_YOUR GOAL_
Everything in the data should be repeated exactly, save for the images.

** DATASET follows **

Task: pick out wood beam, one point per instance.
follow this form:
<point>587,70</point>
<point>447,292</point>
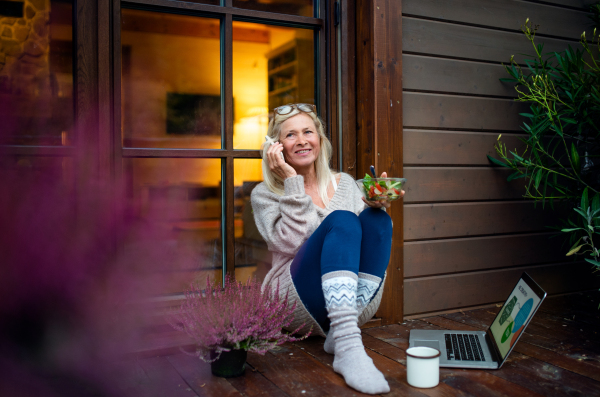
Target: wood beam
<point>379,126</point>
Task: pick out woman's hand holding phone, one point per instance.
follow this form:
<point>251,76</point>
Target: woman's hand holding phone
<point>277,162</point>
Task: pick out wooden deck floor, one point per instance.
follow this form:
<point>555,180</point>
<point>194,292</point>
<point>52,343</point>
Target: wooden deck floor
<point>558,355</point>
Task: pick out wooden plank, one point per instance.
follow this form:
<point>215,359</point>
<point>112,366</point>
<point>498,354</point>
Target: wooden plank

** End of DATASET **

_RESULT OF THE TASK_
Task: pick out wood beam, one point per instance.
follow this form:
<point>587,70</point>
<point>447,292</point>
Target: wood beam
<point>379,126</point>
Task: pick out woman's hand holding phone, one point per instance.
follow this form:
<point>251,76</point>
Target: woman's hand holding phone
<point>277,162</point>
Task: pick out wooden deck floor, one point per instance.
follow this form:
<point>555,180</point>
<point>194,292</point>
<point>52,343</point>
Target: wooden deck floor
<point>558,355</point>
Task: pick out wooden plank, one point per instance.
follow this form:
<point>215,359</point>
<point>112,366</point>
<point>498,354</point>
Target: wooden plank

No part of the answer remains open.